**Set problem**. Return the part of the catenary text from "Due to the non-square" up to and including "contact wire endpoints.", copied word for word.

**Extract**.
----------

The cable element employs a similar modeling approach, but its constitutive relationship includes only a tensile stiffness term. When the unit is in a compressed state, the axial stiffness automatically resets to zero. This characteristic accurately reflects the unidirectional loading behavior of actual cables.

To obtain the initial equilibrium configuration of the catenary system under the combined effects of self-weight and pretension, the target configuration under dead load (TCUD) is introduced, in which the initial length of each element is incorporated into the static equilibrium equations as an additional unknown. By systematically assembling the matrices of all elements, the global incremental equilibrium equation of the catenary system can be derived:

$$\Delta {\mathit{F}}^{\mathrm{G}}={\mathit{K}}_{\mathrm{T}}^{\mathrm{G}}\Delta {\mathit{U}}_{\mathrm{C}}+{\mathit{K}}_{\mathrm{L}}^{\mathrm{G}}\Delta {\mathit{L}}_0.$$

(7)

where $\Delta {\mathit{F}}^{\mathrm{G}}$ represents the change in the overall unbalanced force of the catenary, while ${\mathit{K}}_{\mathrm{T}}^{\mathrm{G}}$ and ${\mathit{K}}_{\mathrm{L}}^{\mathrm{G}}$ denote the overall stiffness matrices related to the node displacement change $\Delta {\mathit{U}}_{\mathrm{C}}$ and the initial length adjustment $\Delta {\mathit{L}}_0$ of the element, respectively.

Due to the non-square nature of matrix $\left[{\mathit{K}}_{\mathrm{T}}^{\mathrm{G}} {\mathit{K}}_{\mathrm{L}}^{\mathrm{G}}\right]$, the system possesses an infinite number of solutions. To ensure the uniqueness of the static equilibrium solution, appropriate constraints must be introduced. Based on actual design parameters of the catenary, this study applies the following three types of constraints:

(1)

Vertical position constraints at suspension points along the contact wire to account for reserved sag;

(2)

Longitudinal direction constraints at each node to suppress undesirable longitudinal movement;

(3)

Tension constraints applied to the elastic suspension cable, messenger wire, and contact wire endpoints.

The application of the aforementioned boundary conditions and constraints is illustrated in Figure 1, which clearly shows the vertical position constraints at the suspension points of the contact wire, the longitudinal displacement constraints at each node, and the tension constraints at the endpoints of critical components. These three types of constraints work synergistically to reduce the dimensionality of the system stiffness matrix, thereby uniquely determining the initial equilibrium configuration of the catenary system under the combined effects of self-weight and pretension.

----------

**Given entries**.
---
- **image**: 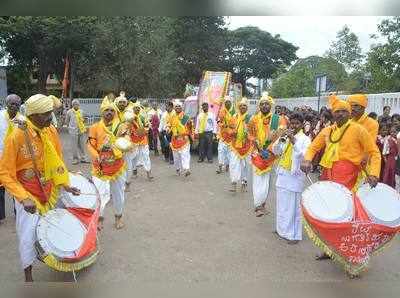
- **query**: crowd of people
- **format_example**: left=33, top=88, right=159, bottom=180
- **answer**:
left=0, top=92, right=400, bottom=281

----------

**Solution to this task**.
Due to the non-square nature of matrix $\left[{\mathit{K}}_{\mathrm{T}}^{\mathrm{G}} {\mathit{K}}_{\mathrm{L}}^{\mathrm{G}}\right]$, the system possesses an infinite number of solutions. To ensure the uniqueness of the static equilibrium solution, appropriate constraints must be introduced. Based on actual design parameters of the catenary, this study applies the following three types of constraints:

(1)

Vertical position constraints at suspension points along the contact wire to account for reserved sag;

(2)

Longitudinal direction constraints at each node to suppress undesirable longitudinal movement;

(3)

Tension constraints applied to the elastic suspension cable, messenger wire, and contact wire endpoints.